▸ **Exercise**: Please swap "night-vision frame" for "thermal image" everywhere in the entries below. Reproduce them otherwise unchanged, without the pictures.

══ Data supplied

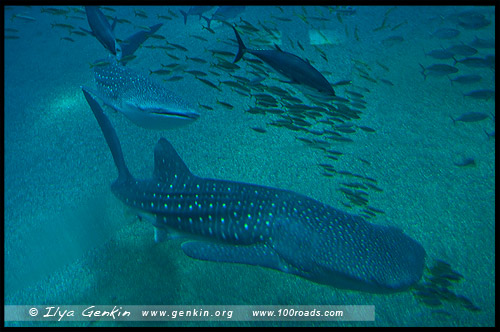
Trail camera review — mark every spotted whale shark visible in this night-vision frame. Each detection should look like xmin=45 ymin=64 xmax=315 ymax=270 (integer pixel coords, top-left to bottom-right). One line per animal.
xmin=83 ymin=62 xmax=200 ymax=130
xmin=83 ymin=90 xmax=425 ymax=293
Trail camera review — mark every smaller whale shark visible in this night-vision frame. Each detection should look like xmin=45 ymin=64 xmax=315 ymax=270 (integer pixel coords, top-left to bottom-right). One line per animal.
xmin=232 ymin=26 xmax=335 ymax=97
xmin=83 ymin=89 xmax=426 ymax=293
xmin=82 ymin=63 xmax=200 ymax=130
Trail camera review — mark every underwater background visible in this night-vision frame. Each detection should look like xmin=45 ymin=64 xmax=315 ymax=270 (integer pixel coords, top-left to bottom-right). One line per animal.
xmin=3 ymin=6 xmax=495 ymax=326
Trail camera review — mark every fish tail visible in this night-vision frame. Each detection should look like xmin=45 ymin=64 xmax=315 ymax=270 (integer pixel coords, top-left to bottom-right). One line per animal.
xmin=419 ymin=63 xmax=427 ymax=81
xmin=232 ymin=26 xmax=247 ymax=63
xmin=180 ymin=10 xmax=187 ymax=25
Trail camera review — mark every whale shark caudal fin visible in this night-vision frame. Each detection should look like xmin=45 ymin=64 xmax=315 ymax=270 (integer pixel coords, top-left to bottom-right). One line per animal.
xmin=153 ymin=137 xmax=195 ymax=186
xmin=232 ymin=26 xmax=247 ymax=63
xmin=82 ymin=87 xmax=133 ymax=181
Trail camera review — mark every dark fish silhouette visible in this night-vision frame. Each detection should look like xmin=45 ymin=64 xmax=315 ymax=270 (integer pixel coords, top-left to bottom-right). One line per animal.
xmin=83 ymin=90 xmax=425 ymax=293
xmin=451 ymin=112 xmax=488 ymax=123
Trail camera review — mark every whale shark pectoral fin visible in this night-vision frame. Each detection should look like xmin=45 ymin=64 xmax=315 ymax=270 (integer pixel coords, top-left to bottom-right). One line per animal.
xmin=181 ymin=241 xmax=289 ymax=272
xmin=121 ymin=23 xmax=163 ymax=65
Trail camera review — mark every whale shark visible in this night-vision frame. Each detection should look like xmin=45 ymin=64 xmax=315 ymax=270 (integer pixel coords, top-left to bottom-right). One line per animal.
xmin=83 ymin=89 xmax=426 ymax=293
xmin=83 ymin=62 xmax=200 ymax=130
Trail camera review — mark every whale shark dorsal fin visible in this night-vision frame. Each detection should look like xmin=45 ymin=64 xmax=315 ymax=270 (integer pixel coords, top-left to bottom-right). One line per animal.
xmin=153 ymin=137 xmax=193 ymax=183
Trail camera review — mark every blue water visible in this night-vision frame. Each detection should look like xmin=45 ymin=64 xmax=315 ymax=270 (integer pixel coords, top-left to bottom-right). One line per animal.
xmin=4 ymin=6 xmax=495 ymax=326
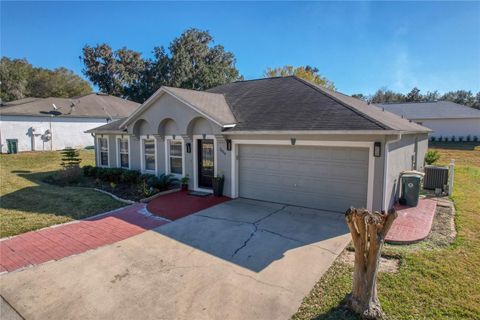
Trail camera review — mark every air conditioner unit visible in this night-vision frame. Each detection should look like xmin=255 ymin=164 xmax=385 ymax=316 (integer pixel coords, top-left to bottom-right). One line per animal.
xmin=423 ymin=166 xmax=448 ymax=191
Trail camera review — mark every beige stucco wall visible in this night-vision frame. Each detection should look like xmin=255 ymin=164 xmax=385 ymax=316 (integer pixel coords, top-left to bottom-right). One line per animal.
xmin=385 ymin=134 xmax=428 ymax=208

════

▸ **Result of the task**:
Trail camera review — mark every spotted whale shark visible in this thermal image. Each detection should look like xmin=45 ymin=64 xmax=315 ymax=270 (integer pixel coords, top-left to bottom-right). One line per animal.
xmin=83 ymin=62 xmax=200 ymax=130
xmin=83 ymin=90 xmax=425 ymax=293
Trail camera review — mark every smaller whale shark visible in this thermal image. Each detection should look like xmin=45 ymin=64 xmax=315 ymax=270 (integer pixel coords, top-left to bottom-right). One line per animal.
xmin=232 ymin=26 xmax=335 ymax=97
xmin=83 ymin=89 xmax=426 ymax=293
xmin=82 ymin=63 xmax=200 ymax=130
Trail camera review — mark every underwater background visible in this thermal image. Each detection should look like xmin=45 ymin=64 xmax=315 ymax=270 (integer pixel coords, top-left to bottom-right). One line per animal.
xmin=3 ymin=6 xmax=495 ymax=326
Trail camera review — mark every fish tail visible in this thermal image. Each detection should look like xmin=45 ymin=64 xmax=315 ymax=270 (integer pixel coords, top-left to bottom-right). One line per animal.
xmin=419 ymin=63 xmax=427 ymax=81
xmin=232 ymin=26 xmax=247 ymax=63
xmin=180 ymin=10 xmax=187 ymax=25
Trail camera review — mark every whale shark caudal fin visible in this thermal image. Each detection should look like xmin=45 ymin=64 xmax=315 ymax=270 (integer pixel coords, top-left to bottom-right). One line per animal.
xmin=153 ymin=137 xmax=195 ymax=186
xmin=232 ymin=26 xmax=247 ymax=63
xmin=82 ymin=87 xmax=133 ymax=181
Trail camera review — mark every dark fish silhouette visible in this thermal image. Each detection should look like xmin=45 ymin=64 xmax=315 ymax=270 (integer pixel coords, top-left to bottom-right). One line per animal.
xmin=83 ymin=90 xmax=425 ymax=293
xmin=451 ymin=112 xmax=488 ymax=123
Trail camera review — mark every whale shark pectoral fin visible in this thermal image. Each detection should look like xmin=45 ymin=64 xmax=315 ymax=270 (integer pixel coords, top-left to bottom-right). One line per animal.
xmin=181 ymin=241 xmax=289 ymax=272
xmin=121 ymin=23 xmax=163 ymax=65
Trail camera review — mark every whale shark visible in this thermal image. Each detection should look like xmin=45 ymin=64 xmax=315 ymax=270 (integer pixel coords, top-left to bottom-right). One line per animal.
xmin=83 ymin=89 xmax=426 ymax=293
xmin=83 ymin=62 xmax=200 ymax=130
Trail camera review — mark every whale shark dorsal fin visible in this thermal image. Each detection should look like xmin=45 ymin=64 xmax=315 ymax=270 (integer pixel coords, top-left to bottom-right). One line per animal.
xmin=153 ymin=137 xmax=193 ymax=183
Trail camera review — mark every blue water visible in this thermal image. Each detection should look like xmin=45 ymin=64 xmax=315 ymax=270 (integer pixel coords, top-left to bottom-right). One line per animal.
xmin=4 ymin=6 xmax=495 ymax=326
Trail camera review — mark every air conditioner unit visible in this thermal image. Each detection should look like xmin=255 ymin=164 xmax=385 ymax=316 (integer pixel coords, top-left to bottom-right). One line per animal.
xmin=423 ymin=166 xmax=448 ymax=191
Trail camera review — mark every beige stucco wall visible in this thermal image. Each detection should look like xmin=255 ymin=164 xmax=385 ymax=316 (integer pixel coords, top-left to bottom-right). One line per animal.
xmin=385 ymin=134 xmax=428 ymax=208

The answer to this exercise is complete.